▶ Written exercise
Can you output every line of the records below as a numbered list, skipping any blank lines?

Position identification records
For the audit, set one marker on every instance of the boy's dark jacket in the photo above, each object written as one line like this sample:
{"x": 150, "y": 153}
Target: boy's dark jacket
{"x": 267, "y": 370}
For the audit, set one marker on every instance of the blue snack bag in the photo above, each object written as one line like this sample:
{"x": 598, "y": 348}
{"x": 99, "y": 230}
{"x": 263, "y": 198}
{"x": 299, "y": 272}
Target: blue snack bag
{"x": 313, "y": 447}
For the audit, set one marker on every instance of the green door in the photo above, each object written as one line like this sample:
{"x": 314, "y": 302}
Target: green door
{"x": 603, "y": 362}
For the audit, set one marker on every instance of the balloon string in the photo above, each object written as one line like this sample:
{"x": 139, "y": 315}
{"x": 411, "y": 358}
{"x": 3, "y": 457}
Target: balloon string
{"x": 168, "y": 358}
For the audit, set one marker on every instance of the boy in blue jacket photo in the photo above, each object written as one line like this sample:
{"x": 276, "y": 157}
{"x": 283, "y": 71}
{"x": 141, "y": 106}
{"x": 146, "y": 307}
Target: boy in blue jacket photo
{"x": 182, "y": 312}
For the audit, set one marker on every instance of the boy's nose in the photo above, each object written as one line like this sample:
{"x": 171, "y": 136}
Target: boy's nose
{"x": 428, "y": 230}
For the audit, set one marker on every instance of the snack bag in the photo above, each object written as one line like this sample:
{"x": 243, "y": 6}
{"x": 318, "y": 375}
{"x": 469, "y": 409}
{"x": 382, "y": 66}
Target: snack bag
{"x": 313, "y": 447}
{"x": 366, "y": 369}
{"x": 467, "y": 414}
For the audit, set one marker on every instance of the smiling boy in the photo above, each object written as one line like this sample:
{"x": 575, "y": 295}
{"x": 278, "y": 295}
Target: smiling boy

▶ The solution
1. For the audit, set one marker on every instance of the boy's dark jacket in the photo above, each object written as one line like this sample:
2. {"x": 150, "y": 153}
3. Target: boy's dark jacket
4. {"x": 267, "y": 370}
5. For the audit, set one marker on every instance of the blue snack bag in the photo above, each object written as one line like this sample:
6. {"x": 598, "y": 348}
7. {"x": 99, "y": 230}
8. {"x": 263, "y": 198}
9. {"x": 299, "y": 272}
10. Target: blue snack bag
11. {"x": 313, "y": 447}
12. For the audit, set one marker on every instance of the green door in the photo above, each object written as one line like this sample:
13. {"x": 314, "y": 302}
14. Target: green door
15. {"x": 603, "y": 362}
16. For the audit, set one marker on every instance of the balloon string in the photo above, each object written as one line like this sample:
17. {"x": 139, "y": 315}
18. {"x": 411, "y": 358}
19. {"x": 3, "y": 457}
20. Target: balloon string
21. {"x": 168, "y": 358}
22. For the audit, set one marker on every instance of the boy in blue jacket photo in the photo above, each object written as one line like this sample:
23. {"x": 276, "y": 157}
24. {"x": 283, "y": 71}
25. {"x": 141, "y": 106}
26. {"x": 146, "y": 307}
27. Target: boy in blue jacket photo
28. {"x": 182, "y": 312}
29. For the audit, set one marker on every instance of the boy's nose in the photo above, each object written as one line like this sample:
30. {"x": 171, "y": 136}
31. Target: boy's nose
32. {"x": 428, "y": 230}
33. For the audit, set one marker on every instance of the snack bag in the photo above, each object written as one line like this sample:
34. {"x": 243, "y": 6}
35. {"x": 318, "y": 375}
36. {"x": 469, "y": 409}
37. {"x": 382, "y": 66}
38. Target: snack bag
39. {"x": 313, "y": 447}
40. {"x": 366, "y": 369}
41. {"x": 467, "y": 414}
42. For the audit, set one marker on every instance of the smiling boy in the photo above, each object written as one line like this sample:
43. {"x": 575, "y": 295}
44. {"x": 278, "y": 295}
45. Target: smiling boy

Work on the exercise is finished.